Recorded data below:

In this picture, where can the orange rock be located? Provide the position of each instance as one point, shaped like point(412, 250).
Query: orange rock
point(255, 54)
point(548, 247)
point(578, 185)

End of Recorded data.
Recorded data below:

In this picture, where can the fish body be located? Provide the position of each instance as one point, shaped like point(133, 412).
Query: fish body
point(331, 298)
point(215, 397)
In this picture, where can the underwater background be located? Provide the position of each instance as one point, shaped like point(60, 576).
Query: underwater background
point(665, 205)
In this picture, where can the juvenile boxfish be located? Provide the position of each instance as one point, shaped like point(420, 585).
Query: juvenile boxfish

End of Recorded data.
Recorded data below:

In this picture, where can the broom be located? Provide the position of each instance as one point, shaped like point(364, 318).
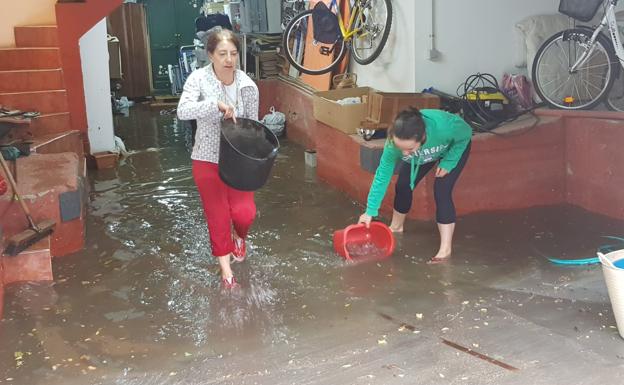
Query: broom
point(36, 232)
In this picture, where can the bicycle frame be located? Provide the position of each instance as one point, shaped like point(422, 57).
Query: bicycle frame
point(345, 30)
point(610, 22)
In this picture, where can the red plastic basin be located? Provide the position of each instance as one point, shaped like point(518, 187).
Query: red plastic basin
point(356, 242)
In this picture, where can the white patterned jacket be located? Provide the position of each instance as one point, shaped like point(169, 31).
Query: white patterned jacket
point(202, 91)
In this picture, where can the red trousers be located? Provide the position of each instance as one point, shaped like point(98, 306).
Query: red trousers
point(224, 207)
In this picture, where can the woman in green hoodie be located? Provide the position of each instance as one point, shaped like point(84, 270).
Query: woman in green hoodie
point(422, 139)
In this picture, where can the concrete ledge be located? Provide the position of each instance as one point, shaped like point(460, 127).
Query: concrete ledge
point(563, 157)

End of Recorded data.

- **Task prompt**
Both end lines included, restate word for word the lines above from the line with "In this picture, where can the underwater" to the line with "Query: juvenile boxfish", and nothing else.

- **Solution to the problem**
In this picture, where can the underwater background be located? Provide the position of each instance as one point, shaped like point(60, 576).
Query: underwater background
point(665, 205)
In this picture, where can the juvenile boxfish be located? Provide the position of each instance as one point, shaped like point(420, 585).
Query: juvenile boxfish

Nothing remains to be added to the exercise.